**Task**
Return each line of the records below that contains the word "blurred", copied unchanged. Case counts.

**Excerpts from a dataset on pointing at objects**
------

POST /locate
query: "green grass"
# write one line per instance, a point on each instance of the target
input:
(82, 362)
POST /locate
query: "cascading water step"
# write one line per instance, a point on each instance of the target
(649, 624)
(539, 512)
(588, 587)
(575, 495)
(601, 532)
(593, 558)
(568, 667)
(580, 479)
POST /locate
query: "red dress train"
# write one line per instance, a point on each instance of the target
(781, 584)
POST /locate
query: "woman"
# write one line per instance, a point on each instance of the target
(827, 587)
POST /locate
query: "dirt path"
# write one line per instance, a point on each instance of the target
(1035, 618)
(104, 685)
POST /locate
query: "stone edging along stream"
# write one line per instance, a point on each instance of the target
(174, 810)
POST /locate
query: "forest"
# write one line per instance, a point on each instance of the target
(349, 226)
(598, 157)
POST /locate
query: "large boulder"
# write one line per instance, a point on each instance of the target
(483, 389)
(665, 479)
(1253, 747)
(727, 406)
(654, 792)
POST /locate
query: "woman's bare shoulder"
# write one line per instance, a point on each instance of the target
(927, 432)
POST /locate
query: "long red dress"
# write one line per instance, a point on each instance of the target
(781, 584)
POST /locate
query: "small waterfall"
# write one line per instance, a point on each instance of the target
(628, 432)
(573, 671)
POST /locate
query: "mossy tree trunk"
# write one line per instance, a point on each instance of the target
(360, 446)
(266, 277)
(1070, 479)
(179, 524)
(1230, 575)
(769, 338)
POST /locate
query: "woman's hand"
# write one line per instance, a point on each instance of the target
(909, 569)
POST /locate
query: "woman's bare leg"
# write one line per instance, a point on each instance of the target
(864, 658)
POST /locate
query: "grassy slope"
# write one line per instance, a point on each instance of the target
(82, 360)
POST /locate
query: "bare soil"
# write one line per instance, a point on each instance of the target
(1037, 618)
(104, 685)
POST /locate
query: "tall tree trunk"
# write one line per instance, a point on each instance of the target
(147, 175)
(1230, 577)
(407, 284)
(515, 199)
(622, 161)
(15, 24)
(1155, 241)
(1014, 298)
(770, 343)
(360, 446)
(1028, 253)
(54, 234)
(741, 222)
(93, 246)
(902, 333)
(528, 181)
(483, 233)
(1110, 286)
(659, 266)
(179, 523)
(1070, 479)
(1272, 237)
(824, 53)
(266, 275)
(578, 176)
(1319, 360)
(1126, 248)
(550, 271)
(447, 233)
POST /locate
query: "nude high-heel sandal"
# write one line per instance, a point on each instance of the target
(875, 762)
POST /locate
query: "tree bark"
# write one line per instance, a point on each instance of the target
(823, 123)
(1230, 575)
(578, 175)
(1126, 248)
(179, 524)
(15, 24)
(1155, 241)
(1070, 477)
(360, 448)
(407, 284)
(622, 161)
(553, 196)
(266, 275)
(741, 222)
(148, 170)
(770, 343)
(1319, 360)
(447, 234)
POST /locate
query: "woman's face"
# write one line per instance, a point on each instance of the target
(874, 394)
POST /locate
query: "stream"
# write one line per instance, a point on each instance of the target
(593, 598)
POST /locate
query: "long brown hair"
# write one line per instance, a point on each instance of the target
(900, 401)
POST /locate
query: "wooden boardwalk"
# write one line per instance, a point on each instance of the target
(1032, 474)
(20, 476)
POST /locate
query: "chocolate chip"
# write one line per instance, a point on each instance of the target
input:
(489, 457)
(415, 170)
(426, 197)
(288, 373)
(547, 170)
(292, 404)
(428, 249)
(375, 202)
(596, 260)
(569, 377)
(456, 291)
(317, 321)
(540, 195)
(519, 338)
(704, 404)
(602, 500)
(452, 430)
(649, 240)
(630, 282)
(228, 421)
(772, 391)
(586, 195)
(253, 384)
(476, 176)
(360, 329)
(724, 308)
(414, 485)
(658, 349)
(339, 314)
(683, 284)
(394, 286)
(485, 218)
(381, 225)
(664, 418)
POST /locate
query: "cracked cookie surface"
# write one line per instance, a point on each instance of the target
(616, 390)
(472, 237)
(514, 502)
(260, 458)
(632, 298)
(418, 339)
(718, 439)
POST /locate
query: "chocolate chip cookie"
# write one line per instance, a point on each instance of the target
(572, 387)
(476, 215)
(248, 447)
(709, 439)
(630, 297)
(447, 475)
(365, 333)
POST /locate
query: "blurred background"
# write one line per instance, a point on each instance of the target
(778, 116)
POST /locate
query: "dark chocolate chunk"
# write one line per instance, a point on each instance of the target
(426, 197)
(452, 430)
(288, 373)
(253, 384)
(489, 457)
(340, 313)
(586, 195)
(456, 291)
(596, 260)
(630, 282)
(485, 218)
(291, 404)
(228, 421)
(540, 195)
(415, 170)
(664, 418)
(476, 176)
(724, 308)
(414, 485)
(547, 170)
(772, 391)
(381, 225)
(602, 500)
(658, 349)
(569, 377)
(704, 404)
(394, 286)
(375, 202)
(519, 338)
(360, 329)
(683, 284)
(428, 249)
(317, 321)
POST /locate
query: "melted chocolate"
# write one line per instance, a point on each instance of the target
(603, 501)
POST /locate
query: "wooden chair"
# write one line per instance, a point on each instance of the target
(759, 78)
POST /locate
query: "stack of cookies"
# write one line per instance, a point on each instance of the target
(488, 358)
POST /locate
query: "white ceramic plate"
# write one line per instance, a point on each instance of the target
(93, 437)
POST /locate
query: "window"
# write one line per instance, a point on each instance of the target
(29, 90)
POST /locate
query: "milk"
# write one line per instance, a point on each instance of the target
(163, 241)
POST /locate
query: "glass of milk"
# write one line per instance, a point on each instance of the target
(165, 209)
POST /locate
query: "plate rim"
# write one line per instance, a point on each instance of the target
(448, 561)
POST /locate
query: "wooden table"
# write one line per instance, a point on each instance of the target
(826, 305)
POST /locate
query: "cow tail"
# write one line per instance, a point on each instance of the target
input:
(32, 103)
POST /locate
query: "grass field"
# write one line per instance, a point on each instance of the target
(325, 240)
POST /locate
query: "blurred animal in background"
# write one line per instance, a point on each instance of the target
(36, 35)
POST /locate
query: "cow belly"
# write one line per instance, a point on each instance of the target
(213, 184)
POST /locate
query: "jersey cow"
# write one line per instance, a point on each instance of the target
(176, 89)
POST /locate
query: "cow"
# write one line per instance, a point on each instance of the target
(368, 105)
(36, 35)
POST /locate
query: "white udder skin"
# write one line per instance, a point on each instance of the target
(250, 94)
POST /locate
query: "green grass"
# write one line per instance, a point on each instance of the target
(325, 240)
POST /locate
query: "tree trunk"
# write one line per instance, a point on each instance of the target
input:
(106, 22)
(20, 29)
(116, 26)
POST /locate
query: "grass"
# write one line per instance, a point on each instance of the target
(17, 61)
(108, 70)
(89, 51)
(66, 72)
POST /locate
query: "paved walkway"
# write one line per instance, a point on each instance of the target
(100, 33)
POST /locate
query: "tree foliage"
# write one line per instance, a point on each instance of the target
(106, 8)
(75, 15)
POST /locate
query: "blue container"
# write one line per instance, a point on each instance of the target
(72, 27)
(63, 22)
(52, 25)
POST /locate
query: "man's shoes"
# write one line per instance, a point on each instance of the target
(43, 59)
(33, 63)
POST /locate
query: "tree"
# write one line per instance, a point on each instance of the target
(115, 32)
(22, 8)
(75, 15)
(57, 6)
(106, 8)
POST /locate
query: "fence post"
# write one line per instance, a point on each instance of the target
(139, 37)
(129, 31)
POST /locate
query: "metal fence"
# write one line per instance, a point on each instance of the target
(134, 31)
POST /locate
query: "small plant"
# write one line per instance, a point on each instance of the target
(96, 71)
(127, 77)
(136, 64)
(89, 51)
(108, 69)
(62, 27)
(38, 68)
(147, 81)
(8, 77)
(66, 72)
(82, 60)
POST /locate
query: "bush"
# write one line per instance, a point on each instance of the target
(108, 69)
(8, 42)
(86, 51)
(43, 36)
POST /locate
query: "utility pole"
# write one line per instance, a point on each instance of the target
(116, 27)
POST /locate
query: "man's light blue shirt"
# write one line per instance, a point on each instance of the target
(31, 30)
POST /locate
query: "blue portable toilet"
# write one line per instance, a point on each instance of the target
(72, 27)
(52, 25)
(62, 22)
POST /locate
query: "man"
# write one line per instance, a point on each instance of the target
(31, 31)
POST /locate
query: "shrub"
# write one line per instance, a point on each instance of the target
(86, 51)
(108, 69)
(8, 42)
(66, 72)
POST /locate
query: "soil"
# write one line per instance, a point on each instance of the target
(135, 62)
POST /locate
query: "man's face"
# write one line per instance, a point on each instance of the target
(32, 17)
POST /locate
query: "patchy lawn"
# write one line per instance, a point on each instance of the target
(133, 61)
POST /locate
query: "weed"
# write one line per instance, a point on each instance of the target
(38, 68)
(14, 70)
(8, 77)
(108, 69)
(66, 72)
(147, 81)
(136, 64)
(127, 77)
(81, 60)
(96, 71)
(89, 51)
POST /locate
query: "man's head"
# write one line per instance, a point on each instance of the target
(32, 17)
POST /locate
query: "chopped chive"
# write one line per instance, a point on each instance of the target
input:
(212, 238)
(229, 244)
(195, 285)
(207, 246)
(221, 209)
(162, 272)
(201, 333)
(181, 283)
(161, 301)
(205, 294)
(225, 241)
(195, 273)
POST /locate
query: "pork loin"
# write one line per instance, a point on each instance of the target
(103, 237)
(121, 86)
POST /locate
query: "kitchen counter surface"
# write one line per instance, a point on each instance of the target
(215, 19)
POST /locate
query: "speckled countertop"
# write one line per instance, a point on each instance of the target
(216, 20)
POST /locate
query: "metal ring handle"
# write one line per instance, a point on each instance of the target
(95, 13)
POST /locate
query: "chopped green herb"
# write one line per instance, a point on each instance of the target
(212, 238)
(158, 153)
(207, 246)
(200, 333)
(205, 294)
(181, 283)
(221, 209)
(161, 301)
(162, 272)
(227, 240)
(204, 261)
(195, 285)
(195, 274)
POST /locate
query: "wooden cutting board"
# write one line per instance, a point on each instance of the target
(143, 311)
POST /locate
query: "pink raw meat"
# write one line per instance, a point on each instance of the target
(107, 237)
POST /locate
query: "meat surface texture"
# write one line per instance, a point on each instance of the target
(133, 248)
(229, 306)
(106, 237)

------

**Full response**
query: "blurred background"
query: "blurred animal in background"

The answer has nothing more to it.